**Work instruction 1**
Transcribe the part of the ContentStreamParser documentation between "public long length()" and "that is expected.", inclusive.
**Work instruction 2**
Summarize the ContentStreamParser documentation in two sentences.
**Work instruction 3**
According to the ContentStreamParser documentation, what does the close method close?

**Document section**
# # # # #
Class ContentStreamParser

java.lang.Object
org.sejda.sambox.input.ContentStreamParser
All Implemented Interfaces:
Closeable, AutoCloseable

public class ContentStreamParser extends Object
Component responsible for parsing a content stream to extract operands and such.
Author:
Andrea Vacondio
  • Field Details

  • Constructor Details

    • ContentStreamParser

      public ContentStreamParser(PDContentStream stream) throws IOException
      Throws:
      IOException
    • ContentStreamParser

      public ContentStreamParser(org.sejda.io.SeekableSource source)
  • Method Details

    • tokens

      public List<Object> tokens() throws IOException
      Returns:
      a list of tokens retrieved parsing the source this parser was created from.
      Throws:
      IOException
    • nextParsedToken

      public Object nextParsedToken() throws IOException
      Returns:
      the next token parsed from the content stream
      Throws:
      IOException
    • close

      public void close() throws IOException
      Closes the SeekableSource this reader was created from.
      Specified by:
      close in interface AutoCloseable
      Specified by:
      close in interface Closeable
      Throws:
      IOException
    • source

      public org.sejda.io.SeekableSource source()
      Returns:
      the source for this reader
    • position

      public long position() throws IOException
      Returns:
      the current position
      Throws:
      IOException
    • offset

      public void offset(long offset) throws IOException
      adds an offset to the source
      Parameters:
      offset -
      Throws:
      IOException
    • position

      public void position(long offset) throws IOException
      seeks to the given offset
      Parameters:
      offset - the new offset
      Throws:
      IOException
    • length

      public long length()
      Returns:
      the source length
    • skipExpected

      public final void skipExpected(String expected) throws IOException
      Skips the expected given String
      Parameters:
      expected - the String value that is expected.
      Throws:
      IOException - if the String char is not the expected value or if an I/O error occurs.
    • skipExpected

      public void skipExpected(char ec) throws IOException
      Skips one char and throws an exception if it is not the expected value.
# # # # #
**Source material**
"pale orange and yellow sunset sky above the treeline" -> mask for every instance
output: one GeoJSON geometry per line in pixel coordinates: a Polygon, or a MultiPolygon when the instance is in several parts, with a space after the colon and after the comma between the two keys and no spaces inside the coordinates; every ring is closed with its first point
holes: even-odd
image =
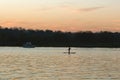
# # # # #
**Problem solution 1**
public long length()
      Returns:
      the source length
    • skipExpected

      public final void skipExpected(String expected) throws IOException
      Skips the expected given String
      Parameters:
      expected - the String value that is expected.

**Problem solution 2**
ContentStreamParser is a class in org.sejda.sambox.input that parses a content stream to extract operands, and it implements Closeable and AutoCloseable. It can be built from a PDContentStream or a SeekableSource and provides methods such as tokens, nextParsedToken, close, position, offset, length, and skipExpected.

**Problem solution 3**
The SeekableSource the reader was created from.